Dataset rows
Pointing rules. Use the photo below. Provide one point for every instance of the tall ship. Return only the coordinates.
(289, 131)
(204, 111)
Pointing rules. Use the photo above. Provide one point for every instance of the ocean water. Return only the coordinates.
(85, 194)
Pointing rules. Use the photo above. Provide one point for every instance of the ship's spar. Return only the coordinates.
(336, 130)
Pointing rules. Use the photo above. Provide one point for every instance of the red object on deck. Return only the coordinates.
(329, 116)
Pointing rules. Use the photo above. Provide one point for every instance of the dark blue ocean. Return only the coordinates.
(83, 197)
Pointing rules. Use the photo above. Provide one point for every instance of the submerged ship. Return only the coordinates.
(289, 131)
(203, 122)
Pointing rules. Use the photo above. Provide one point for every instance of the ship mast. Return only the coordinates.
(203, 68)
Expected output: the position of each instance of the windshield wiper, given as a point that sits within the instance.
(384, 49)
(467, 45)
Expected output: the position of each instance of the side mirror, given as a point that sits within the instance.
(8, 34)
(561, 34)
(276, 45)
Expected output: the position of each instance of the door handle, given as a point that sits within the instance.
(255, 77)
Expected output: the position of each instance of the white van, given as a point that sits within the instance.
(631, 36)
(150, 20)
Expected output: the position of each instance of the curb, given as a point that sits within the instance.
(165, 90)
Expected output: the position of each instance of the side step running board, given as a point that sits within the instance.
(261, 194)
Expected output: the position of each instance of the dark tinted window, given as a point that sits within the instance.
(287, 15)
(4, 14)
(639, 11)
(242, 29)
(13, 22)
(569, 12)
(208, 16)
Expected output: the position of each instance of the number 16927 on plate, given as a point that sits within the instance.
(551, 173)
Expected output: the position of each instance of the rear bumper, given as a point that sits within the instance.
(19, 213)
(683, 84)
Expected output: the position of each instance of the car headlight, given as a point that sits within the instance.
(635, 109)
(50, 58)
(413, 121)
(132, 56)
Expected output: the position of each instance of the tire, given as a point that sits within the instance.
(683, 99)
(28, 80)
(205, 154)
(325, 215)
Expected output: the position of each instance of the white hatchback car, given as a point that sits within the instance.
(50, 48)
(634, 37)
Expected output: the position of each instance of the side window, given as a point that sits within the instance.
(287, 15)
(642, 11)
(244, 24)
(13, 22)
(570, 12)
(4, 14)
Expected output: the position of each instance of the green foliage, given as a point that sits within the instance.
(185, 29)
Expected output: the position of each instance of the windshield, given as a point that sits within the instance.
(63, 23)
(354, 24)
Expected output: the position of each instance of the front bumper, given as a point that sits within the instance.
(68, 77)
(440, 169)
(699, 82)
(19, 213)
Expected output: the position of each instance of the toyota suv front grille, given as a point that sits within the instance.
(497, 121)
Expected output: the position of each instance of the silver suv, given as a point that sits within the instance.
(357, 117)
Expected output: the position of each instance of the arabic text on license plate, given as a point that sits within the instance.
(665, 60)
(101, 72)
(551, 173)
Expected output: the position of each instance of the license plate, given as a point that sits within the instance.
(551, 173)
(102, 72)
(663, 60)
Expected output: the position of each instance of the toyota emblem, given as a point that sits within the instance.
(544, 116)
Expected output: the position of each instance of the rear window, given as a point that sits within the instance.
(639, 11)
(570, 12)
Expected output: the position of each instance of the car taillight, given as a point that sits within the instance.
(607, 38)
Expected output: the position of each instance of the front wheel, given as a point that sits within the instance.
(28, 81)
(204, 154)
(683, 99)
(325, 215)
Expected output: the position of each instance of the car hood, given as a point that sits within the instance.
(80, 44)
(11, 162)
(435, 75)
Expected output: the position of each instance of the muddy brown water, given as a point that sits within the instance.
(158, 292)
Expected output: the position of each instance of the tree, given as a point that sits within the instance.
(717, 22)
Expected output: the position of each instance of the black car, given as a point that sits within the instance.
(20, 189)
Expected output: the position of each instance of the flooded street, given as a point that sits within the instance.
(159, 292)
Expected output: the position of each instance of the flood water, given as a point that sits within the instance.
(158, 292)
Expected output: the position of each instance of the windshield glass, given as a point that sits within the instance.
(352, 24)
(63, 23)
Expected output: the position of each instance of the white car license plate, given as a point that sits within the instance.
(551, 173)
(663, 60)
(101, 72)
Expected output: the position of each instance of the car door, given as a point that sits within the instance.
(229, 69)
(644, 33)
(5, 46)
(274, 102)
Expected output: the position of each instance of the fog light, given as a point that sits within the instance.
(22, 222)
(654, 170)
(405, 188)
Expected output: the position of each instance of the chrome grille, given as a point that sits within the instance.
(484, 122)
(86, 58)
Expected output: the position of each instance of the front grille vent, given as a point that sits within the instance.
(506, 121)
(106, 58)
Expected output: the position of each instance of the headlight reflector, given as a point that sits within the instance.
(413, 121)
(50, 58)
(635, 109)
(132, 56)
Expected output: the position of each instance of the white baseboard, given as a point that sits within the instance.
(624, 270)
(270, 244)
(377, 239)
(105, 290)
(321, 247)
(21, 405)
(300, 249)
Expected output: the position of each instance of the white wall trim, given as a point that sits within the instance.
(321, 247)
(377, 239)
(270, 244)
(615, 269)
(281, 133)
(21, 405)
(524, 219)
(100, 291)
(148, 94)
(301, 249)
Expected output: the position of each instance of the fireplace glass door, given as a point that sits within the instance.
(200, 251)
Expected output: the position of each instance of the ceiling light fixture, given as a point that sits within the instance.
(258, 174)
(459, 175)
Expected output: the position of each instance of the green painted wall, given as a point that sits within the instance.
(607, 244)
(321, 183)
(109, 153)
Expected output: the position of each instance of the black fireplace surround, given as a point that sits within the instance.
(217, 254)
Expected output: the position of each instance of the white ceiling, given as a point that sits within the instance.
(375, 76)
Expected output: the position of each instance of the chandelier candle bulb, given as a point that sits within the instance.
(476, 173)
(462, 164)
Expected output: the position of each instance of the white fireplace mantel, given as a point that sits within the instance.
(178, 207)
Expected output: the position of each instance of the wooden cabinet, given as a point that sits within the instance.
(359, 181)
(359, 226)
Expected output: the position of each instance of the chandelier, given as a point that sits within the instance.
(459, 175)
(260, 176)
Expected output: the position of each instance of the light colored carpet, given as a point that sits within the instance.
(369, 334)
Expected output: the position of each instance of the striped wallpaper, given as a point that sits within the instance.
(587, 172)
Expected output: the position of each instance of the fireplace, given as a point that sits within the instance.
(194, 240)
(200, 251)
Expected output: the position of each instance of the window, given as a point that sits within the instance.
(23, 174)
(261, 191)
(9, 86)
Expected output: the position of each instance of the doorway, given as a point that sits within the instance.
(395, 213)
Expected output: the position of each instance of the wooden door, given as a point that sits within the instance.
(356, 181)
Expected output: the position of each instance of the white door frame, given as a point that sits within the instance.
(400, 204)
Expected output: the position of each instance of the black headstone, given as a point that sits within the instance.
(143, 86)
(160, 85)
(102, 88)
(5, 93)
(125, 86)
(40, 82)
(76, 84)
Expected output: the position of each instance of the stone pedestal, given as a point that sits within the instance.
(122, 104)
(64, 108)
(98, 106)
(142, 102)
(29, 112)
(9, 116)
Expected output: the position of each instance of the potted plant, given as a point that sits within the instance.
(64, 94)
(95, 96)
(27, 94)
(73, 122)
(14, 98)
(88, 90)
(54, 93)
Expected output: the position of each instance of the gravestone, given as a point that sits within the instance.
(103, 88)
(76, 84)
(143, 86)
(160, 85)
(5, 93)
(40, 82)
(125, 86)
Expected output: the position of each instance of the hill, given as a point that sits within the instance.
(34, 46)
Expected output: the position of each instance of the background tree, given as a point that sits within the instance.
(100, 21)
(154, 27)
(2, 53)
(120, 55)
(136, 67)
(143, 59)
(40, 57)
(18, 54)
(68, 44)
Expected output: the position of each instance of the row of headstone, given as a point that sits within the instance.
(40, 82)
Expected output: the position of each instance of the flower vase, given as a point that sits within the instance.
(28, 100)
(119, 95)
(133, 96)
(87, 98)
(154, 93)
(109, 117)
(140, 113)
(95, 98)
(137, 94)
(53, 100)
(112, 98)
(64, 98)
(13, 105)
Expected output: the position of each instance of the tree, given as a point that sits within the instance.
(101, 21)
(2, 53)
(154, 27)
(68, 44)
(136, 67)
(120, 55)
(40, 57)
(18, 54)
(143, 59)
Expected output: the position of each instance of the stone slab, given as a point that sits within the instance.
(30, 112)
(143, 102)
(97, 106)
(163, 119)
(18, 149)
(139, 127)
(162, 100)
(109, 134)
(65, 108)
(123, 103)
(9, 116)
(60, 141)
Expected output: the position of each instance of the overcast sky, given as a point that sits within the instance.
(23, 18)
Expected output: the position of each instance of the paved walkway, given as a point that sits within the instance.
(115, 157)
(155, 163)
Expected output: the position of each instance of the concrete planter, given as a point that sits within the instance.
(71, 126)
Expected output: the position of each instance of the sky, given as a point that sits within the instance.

§ **Exercise prompt**
Extract every line from the one containing "Expected output: the position of each instance of the overcast" through the last line of the data, inclusive, exactly as written.

§ **Final result**
Expected output: the position of each instance of the overcast sky, given as a point that sits within the instance.
(23, 18)
Expected output: the position of each instance of the paved walkway, given as a point that sits within the instance.
(115, 157)
(155, 163)
Expected output: the position of each instance of the concrete planter, given as a point that sits within the instance.
(71, 126)
Expected output: the position of each instance of the sky, given as a point that sits within the instance.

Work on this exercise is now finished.